■ PROBLEM TO SOLVE ■
Whenever "below" appears in a line, please copy that line from the data.

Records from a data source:
= = = = =
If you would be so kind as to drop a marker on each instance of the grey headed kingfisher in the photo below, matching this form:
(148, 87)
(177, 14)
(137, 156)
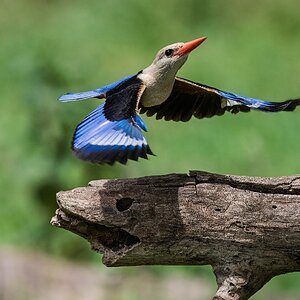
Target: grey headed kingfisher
(113, 132)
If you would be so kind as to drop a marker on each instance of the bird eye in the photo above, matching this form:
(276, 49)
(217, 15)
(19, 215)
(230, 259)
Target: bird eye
(169, 52)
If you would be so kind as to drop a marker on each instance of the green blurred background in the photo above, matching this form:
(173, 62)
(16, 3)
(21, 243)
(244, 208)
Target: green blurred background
(52, 47)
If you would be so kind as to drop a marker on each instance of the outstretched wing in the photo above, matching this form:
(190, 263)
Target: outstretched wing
(98, 93)
(113, 131)
(189, 99)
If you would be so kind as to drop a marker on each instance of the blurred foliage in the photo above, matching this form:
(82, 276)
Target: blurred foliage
(51, 47)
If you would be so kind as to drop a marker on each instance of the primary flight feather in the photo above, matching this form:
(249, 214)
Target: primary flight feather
(114, 131)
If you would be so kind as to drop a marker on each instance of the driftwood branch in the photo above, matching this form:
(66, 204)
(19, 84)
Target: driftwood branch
(246, 228)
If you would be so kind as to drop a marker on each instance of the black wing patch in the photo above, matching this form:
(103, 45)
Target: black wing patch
(121, 102)
(192, 99)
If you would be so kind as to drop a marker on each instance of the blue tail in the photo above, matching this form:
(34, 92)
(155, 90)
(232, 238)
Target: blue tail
(266, 106)
(98, 140)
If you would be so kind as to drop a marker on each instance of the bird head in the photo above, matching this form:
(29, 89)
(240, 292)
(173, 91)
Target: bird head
(175, 55)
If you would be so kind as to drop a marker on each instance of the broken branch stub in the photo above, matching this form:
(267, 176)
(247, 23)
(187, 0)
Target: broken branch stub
(246, 228)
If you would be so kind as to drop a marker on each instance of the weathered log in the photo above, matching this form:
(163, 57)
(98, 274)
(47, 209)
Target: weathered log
(246, 228)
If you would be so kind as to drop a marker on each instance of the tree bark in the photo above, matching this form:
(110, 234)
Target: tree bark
(246, 228)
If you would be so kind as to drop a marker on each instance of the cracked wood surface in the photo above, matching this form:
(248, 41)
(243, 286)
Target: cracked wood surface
(246, 228)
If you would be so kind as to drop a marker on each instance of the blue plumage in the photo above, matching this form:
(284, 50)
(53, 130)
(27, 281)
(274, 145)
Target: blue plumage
(98, 93)
(113, 131)
(255, 103)
(98, 140)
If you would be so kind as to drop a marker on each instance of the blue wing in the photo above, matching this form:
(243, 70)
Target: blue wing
(189, 99)
(99, 140)
(98, 93)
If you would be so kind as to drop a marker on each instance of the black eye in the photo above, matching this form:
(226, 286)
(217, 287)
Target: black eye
(169, 52)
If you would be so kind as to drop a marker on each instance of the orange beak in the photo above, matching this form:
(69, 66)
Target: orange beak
(189, 46)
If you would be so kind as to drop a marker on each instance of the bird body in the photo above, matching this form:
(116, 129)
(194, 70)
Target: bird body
(113, 131)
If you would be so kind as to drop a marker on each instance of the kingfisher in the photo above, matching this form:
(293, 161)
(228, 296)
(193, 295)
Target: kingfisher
(113, 132)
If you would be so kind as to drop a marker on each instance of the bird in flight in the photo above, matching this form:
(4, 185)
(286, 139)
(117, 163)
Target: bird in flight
(113, 132)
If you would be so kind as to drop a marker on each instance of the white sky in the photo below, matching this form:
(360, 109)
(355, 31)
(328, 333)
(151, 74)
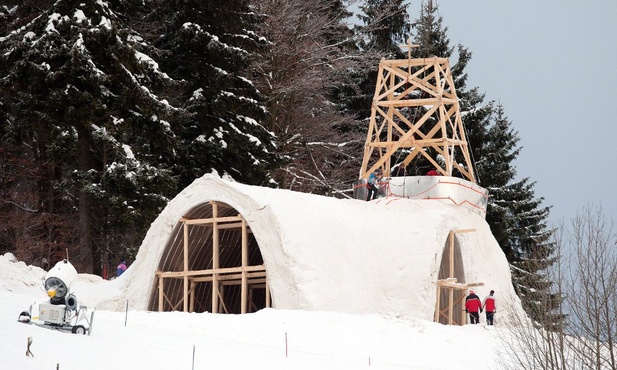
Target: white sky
(552, 66)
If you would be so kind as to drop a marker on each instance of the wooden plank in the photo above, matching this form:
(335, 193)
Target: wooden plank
(205, 221)
(215, 258)
(225, 270)
(185, 291)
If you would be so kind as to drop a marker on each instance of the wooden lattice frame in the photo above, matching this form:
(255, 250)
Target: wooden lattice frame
(248, 277)
(425, 83)
(450, 285)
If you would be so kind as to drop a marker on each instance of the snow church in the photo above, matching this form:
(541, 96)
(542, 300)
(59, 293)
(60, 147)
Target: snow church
(224, 247)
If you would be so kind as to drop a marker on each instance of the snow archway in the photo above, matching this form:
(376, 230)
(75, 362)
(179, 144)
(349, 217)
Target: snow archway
(328, 254)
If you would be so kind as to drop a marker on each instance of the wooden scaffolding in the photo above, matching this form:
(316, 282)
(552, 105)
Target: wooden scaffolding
(415, 108)
(247, 277)
(448, 314)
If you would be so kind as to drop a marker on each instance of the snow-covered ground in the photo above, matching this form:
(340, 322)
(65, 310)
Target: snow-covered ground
(269, 339)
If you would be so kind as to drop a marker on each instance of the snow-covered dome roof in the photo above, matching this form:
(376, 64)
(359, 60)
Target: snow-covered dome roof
(329, 254)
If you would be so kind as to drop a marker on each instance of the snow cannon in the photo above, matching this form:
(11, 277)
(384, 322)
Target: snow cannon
(62, 312)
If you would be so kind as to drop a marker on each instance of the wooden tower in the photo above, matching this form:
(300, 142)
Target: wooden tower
(414, 109)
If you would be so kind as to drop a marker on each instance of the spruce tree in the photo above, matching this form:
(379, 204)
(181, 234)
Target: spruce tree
(80, 91)
(516, 217)
(209, 46)
(301, 70)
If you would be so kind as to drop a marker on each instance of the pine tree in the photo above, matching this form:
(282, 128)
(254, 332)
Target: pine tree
(386, 25)
(516, 217)
(301, 70)
(209, 45)
(81, 91)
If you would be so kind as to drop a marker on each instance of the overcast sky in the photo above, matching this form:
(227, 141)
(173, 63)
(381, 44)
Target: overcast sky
(553, 66)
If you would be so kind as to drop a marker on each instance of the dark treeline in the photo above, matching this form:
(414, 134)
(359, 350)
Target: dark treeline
(110, 109)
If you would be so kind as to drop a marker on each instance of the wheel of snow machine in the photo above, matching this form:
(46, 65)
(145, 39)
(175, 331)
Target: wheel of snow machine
(78, 330)
(24, 316)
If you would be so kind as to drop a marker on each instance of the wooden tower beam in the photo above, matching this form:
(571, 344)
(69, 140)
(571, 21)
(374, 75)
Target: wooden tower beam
(423, 86)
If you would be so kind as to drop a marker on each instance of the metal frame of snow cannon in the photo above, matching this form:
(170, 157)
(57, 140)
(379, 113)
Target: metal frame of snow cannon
(62, 312)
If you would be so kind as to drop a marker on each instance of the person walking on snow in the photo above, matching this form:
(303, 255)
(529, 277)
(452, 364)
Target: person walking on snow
(472, 306)
(489, 306)
(372, 182)
(121, 268)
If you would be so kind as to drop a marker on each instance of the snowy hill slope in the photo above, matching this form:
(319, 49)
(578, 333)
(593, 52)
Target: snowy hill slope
(269, 339)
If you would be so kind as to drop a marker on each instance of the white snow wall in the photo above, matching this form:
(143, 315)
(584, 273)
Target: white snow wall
(329, 254)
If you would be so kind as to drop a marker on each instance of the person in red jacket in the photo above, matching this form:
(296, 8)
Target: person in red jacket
(472, 306)
(489, 306)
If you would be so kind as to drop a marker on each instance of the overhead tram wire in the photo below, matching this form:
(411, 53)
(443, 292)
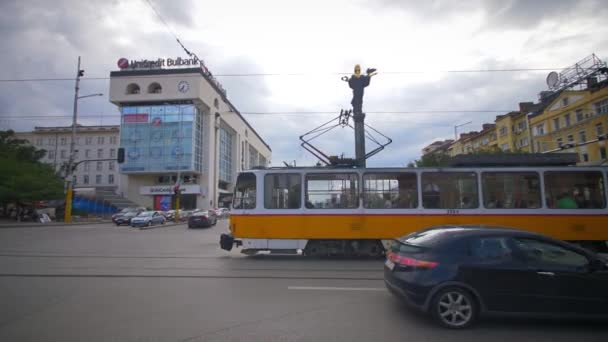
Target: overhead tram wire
(63, 79)
(117, 116)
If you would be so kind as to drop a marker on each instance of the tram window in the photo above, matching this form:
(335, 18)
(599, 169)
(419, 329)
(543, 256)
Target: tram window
(332, 191)
(282, 191)
(244, 191)
(574, 190)
(449, 190)
(390, 190)
(511, 190)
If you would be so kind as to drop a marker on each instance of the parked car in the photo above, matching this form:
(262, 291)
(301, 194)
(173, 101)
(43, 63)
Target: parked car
(457, 273)
(147, 218)
(135, 210)
(204, 218)
(124, 218)
(222, 212)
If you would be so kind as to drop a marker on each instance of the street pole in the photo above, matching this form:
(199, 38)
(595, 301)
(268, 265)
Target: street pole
(359, 119)
(456, 129)
(179, 161)
(70, 184)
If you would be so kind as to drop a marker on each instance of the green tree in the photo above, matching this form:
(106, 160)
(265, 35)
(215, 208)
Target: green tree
(431, 160)
(23, 178)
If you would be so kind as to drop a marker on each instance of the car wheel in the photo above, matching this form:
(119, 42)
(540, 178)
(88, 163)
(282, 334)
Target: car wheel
(454, 308)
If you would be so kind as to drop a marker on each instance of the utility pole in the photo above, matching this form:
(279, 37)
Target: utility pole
(456, 129)
(359, 119)
(69, 172)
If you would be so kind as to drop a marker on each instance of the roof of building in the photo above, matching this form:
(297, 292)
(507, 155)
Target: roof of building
(514, 159)
(200, 71)
(79, 128)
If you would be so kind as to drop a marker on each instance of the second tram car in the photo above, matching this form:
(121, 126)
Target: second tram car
(347, 211)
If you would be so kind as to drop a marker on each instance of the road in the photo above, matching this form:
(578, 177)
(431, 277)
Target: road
(107, 283)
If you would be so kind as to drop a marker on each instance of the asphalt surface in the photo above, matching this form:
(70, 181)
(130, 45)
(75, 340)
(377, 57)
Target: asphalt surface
(107, 283)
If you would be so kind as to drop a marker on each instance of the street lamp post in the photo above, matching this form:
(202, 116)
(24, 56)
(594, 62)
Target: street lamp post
(69, 172)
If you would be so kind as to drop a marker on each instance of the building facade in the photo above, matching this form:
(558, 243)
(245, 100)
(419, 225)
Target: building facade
(180, 122)
(92, 142)
(574, 121)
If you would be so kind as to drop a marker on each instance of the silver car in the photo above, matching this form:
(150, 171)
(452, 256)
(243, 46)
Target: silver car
(147, 218)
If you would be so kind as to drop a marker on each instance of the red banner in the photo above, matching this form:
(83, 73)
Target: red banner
(135, 118)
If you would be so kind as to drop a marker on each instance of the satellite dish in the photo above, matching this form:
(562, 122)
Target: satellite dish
(552, 79)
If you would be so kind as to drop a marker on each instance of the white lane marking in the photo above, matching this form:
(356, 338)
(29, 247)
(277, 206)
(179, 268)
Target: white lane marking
(330, 288)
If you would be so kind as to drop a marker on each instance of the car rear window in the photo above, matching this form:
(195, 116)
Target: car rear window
(430, 238)
(399, 247)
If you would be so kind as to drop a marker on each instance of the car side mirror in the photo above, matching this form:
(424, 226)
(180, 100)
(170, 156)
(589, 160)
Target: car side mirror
(596, 265)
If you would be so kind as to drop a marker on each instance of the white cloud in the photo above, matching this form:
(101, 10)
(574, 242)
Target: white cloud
(317, 38)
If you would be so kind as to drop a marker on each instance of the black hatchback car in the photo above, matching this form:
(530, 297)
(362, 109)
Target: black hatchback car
(457, 273)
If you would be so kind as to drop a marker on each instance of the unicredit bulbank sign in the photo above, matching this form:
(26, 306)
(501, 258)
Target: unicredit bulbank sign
(148, 64)
(159, 63)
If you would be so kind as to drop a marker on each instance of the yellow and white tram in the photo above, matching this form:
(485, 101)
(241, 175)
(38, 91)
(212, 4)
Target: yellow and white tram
(327, 211)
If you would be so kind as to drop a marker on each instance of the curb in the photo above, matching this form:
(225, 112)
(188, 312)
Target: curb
(161, 226)
(52, 224)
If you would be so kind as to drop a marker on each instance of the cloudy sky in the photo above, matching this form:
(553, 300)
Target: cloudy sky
(412, 43)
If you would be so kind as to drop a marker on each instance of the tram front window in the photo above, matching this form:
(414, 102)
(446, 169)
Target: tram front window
(332, 191)
(390, 190)
(574, 190)
(449, 190)
(511, 190)
(282, 191)
(245, 191)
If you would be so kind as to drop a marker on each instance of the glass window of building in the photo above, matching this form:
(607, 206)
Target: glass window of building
(159, 138)
(579, 115)
(582, 136)
(449, 190)
(390, 190)
(574, 190)
(225, 155)
(282, 191)
(245, 191)
(601, 107)
(511, 190)
(556, 124)
(332, 191)
(253, 157)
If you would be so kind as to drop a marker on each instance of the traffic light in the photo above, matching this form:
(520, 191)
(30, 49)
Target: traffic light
(121, 155)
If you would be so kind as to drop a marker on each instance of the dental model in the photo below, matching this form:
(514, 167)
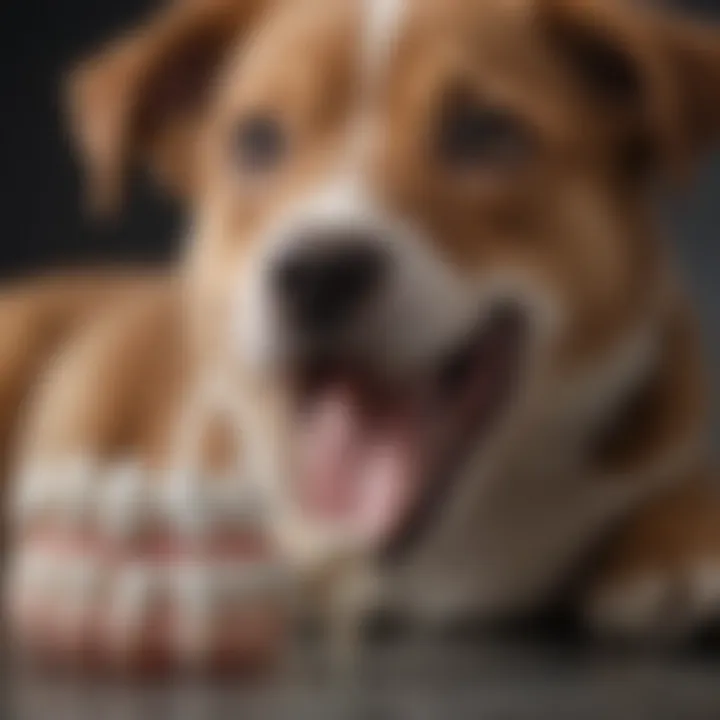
= = = = =
■ THE COMPLETED TASK ■
If you would be so kind as to drop a marker on each instance of the grey headed kingfisher in the photo below, matching this form:
If you would be so kind as to drop a marker on each instance of the white sky in the photo below, matching this form:
If you would be so kind as to drop a marker on each instance of the overhead tram wire in the photo below, matching this form:
If you would be so kind as to drop a marker on each instance of the dental model in the photo below, matching this form:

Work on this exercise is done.